--- 課題 1 ---
下の本文のうち、「Friday, October 01, 2021」から「切り取って扱ったものだった。」までを、両端の語句も含めて一字も変えずに書き写すこと。

--- 本文 ---
Friday, October 01, 2021

ベ平連(Beheiren)ー日本のベトナム反戦運動(1)

   日本でのベトナム反戦運動に関連する論文を三本、また書籍を一冊読んだ1,2,3,4。これら論文のうち一本は、主に「アンポ神戸社」が保管していた当時の資料を一覧にしただけような内容で、反戦運動の内容を分析するものではなく、なぜこれが独立した論文なり得るのかと不思議である。本文が英語で書かれているわけではないのに、論文名を英訳して著者名はローマ字で記されていたりもする。日本人の英語好きの表れか。日本国内におけるベトナム戦争に対する対応のようなものにも言及されているかなと思って期待したが、いずれも、ベトナム戦争やそれへの日本の対応を俯瞰して書かれたものではなく、あくまで日本のベトナム反戦運動を切り取って扱ったものだった。

--- 行の抜粋 ---
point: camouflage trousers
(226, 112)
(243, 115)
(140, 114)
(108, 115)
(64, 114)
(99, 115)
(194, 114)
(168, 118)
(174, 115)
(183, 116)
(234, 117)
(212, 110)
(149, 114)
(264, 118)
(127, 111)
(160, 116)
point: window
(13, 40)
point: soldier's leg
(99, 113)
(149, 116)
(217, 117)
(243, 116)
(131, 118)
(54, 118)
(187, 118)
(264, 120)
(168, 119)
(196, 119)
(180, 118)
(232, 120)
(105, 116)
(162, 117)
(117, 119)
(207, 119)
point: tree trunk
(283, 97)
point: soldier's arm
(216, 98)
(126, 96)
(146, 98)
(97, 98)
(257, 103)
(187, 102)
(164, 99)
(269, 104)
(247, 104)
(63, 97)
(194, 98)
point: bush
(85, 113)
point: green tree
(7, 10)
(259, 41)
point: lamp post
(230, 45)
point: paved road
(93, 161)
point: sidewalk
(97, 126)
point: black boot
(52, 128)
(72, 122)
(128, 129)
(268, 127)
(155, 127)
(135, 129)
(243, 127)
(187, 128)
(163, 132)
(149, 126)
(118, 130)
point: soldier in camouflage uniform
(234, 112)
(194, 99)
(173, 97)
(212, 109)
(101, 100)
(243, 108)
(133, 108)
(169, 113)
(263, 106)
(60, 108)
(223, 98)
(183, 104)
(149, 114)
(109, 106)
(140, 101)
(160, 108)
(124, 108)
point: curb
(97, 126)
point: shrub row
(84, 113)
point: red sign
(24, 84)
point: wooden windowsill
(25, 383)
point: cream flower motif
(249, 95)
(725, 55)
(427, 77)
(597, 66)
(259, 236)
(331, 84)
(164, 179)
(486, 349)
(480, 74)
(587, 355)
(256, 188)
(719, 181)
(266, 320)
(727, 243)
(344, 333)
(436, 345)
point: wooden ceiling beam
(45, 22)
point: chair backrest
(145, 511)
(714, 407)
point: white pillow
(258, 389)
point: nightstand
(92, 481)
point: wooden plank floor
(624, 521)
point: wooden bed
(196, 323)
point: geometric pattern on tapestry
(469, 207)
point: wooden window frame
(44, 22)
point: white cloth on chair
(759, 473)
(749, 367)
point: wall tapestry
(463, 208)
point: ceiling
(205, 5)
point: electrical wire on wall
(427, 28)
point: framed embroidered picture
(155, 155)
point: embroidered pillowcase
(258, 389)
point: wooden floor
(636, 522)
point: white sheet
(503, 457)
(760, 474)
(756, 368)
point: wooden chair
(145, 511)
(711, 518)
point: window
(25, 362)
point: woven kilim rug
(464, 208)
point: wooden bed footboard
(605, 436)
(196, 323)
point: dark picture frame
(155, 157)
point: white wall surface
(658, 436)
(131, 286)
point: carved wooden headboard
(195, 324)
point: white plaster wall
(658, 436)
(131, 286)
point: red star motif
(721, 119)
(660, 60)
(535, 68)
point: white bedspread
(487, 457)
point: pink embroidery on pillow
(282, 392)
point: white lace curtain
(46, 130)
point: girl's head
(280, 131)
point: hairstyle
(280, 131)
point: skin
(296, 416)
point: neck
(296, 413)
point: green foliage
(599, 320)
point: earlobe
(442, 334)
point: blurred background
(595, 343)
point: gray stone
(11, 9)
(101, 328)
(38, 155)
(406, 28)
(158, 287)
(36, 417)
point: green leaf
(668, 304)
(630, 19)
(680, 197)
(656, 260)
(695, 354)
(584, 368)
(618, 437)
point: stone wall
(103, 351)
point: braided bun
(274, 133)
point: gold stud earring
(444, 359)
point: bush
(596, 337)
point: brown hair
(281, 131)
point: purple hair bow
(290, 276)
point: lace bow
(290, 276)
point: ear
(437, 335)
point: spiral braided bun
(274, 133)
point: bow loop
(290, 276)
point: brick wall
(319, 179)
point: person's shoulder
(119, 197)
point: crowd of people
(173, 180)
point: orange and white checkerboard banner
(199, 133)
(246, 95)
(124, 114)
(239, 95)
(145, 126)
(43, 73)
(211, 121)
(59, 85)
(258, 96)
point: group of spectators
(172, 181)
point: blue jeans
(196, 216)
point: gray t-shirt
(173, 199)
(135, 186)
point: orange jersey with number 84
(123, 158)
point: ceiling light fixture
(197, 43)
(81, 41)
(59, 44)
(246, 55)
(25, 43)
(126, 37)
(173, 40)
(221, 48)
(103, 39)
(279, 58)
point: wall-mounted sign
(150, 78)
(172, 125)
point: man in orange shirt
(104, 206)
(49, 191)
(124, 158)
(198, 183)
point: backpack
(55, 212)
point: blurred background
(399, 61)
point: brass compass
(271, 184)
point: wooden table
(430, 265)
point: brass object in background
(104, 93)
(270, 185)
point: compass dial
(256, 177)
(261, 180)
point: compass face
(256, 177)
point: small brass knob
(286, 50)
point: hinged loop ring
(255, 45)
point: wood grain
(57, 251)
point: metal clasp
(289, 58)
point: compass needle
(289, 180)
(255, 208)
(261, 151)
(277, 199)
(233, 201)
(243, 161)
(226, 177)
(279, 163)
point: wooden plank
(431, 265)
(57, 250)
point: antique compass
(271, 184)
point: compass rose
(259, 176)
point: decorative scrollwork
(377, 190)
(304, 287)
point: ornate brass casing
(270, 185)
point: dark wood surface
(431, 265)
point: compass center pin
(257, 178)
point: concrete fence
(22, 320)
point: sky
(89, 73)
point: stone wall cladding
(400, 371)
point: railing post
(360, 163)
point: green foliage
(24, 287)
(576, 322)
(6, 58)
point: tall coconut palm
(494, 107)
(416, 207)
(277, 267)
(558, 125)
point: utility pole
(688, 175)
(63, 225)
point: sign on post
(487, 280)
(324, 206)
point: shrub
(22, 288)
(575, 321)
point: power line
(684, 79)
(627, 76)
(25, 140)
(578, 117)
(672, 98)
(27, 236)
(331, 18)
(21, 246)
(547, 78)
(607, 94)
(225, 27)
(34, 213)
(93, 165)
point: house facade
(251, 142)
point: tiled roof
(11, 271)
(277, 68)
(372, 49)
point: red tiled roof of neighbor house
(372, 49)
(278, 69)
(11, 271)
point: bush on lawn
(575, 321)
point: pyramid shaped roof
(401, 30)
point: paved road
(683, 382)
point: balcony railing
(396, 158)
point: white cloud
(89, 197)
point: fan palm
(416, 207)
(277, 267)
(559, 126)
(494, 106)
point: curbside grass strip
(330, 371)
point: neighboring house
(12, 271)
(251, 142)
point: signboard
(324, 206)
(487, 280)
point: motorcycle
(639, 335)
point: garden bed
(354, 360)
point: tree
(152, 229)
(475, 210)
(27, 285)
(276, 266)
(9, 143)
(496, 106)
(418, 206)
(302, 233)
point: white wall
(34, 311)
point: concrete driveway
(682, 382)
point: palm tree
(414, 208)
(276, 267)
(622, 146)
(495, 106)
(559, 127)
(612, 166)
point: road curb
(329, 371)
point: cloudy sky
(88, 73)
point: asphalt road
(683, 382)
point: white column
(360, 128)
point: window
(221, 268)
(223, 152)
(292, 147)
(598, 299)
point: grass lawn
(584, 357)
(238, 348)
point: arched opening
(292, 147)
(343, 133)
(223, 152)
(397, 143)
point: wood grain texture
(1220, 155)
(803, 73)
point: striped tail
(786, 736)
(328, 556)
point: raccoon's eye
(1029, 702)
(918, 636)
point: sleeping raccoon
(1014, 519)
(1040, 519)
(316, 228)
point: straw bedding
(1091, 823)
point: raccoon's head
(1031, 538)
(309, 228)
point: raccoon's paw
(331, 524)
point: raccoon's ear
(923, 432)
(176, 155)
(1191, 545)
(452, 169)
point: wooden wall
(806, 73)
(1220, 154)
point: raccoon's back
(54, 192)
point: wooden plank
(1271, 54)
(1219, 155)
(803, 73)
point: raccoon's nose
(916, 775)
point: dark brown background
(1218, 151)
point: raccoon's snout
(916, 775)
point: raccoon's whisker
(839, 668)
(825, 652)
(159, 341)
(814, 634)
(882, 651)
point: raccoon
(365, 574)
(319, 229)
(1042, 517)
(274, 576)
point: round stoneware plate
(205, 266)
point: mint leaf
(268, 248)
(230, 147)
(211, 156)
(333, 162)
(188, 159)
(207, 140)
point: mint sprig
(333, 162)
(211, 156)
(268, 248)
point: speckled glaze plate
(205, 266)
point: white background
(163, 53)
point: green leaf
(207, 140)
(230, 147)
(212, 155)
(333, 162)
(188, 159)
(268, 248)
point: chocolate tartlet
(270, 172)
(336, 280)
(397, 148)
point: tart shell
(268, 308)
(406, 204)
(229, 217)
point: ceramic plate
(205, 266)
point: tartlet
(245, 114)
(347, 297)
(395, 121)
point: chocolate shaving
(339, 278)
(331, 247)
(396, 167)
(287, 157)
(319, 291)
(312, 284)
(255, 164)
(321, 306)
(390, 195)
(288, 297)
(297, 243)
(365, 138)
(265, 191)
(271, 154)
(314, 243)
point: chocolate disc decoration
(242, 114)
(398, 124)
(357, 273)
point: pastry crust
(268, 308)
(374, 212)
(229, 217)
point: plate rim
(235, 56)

--- 課題 2 ---
上の行から「chair」という文字列を含むものをすべて選び、一行ずつそのまま書き出すこと。

--- 解答全文 1 ---
Friday, October 01, 2021

ベ平連(Beheiren)ー日本のベトナム反戦運動(1)

   日本でのベトナム反戦運動に関連する論文を三本、また書籍を一冊読んだ1,2,3,4。これら論文のうち一本は、主に「アンポ神戸社」が保管していた当時の資料を一覧にしただけような内容で、反戦運動の内容を分析するものではなく、なぜこれが独立した論文なり得るのかと不思議である。本文が英語で書かれているわけではないのに、論文名を英訳して著者名はローマ字で記されていたりもする。日本人の英語好きの表れか。日本国内におけるベトナム戦争に対する対応のようなものにも言及されているかなと思って期待したが、いずれも、ベトナム戦争やそれへの日本の対応を俯瞰して書かれたものではなく、あくまで日本のベトナム反戦運動を切り取って扱ったものだった。

--- 解答全文 2 ---
point: chair backrest
point: white cloth on chair
point: wooden chair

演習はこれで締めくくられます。